In the event of a pandemic, the experts have made the following predictions. First, absenteeism could be as high as 40%. For an IT staff of 10, that is 4 people out sick, either sick themselves or caring for someone who is sick. Second, depending on severity, mandatory separation may be instituted. The standard is six feet. Think about how far from your co-worker your desk is right now. Think about how you get to work, and how you would get to work if you could not sit within six feet of someone. It puts a whole new spin on the issues of mass transit. Finally, depending on the management of your company, rotation schedules might be implemented where half the staff is at home while half the staff is in the office. What sort of impact would that have on your IT services and your ability to manage your IT infrastructure? And are you ready for the level of remote access requests that will come flooding into the department and the issues of fulfilling these requests?

Task list:
(A) Answer these from the pandemic planning text:
(i) How high could absenteeism be, according to the experts?
(ii) What is the standard distance for mandatory separation?
(iii) Under a rotation schedule, what portion of the staff would be at home?
(B) Carry the pandemic planning text forward from its last sentence.
The lines that come next have nothing to do with the pandemic planning text.

Given records:
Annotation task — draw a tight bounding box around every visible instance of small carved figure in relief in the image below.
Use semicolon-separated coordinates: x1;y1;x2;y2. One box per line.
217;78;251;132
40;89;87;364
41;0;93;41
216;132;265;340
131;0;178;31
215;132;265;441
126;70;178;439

Expected responses:
(A)
(i) As high as 40%.
(ii) Six feet.
(iii) Half the staff.

(B)
As I have said a number of times, those of us who work in IT just cannot win. When things are humming along smoothly, the bean counters are wondering why they are paying us, and when things are crashing down around you, the bean counters are wondering why they are paying us. In tight times, IT is almost always the first department to suffer cuts. Usually, those cut are at the top and the bottom of the stack, leaving those in the middle to bear the load, often without being properly briefed on the various back doors, trap doors and the ever popular what does that box do?. In the late 1990s and early 2000s, a number of companies, in cost cutting moves, dumped real estate and went to remote access. Over the last five odd years, those telecommuting trends have reversed as management and employees want to be seen as valuable (and thus remain employed), and the communications lines have been slashed as a useless expense, without the forethought of disaster preparedness. As IT people, we are beholden to the budgets. Most of us work for companies that are more concerned with the quarterly stock price and how it can be boosted for the next quarter, with very little long term strategic planning being done. But it does not have to be this way.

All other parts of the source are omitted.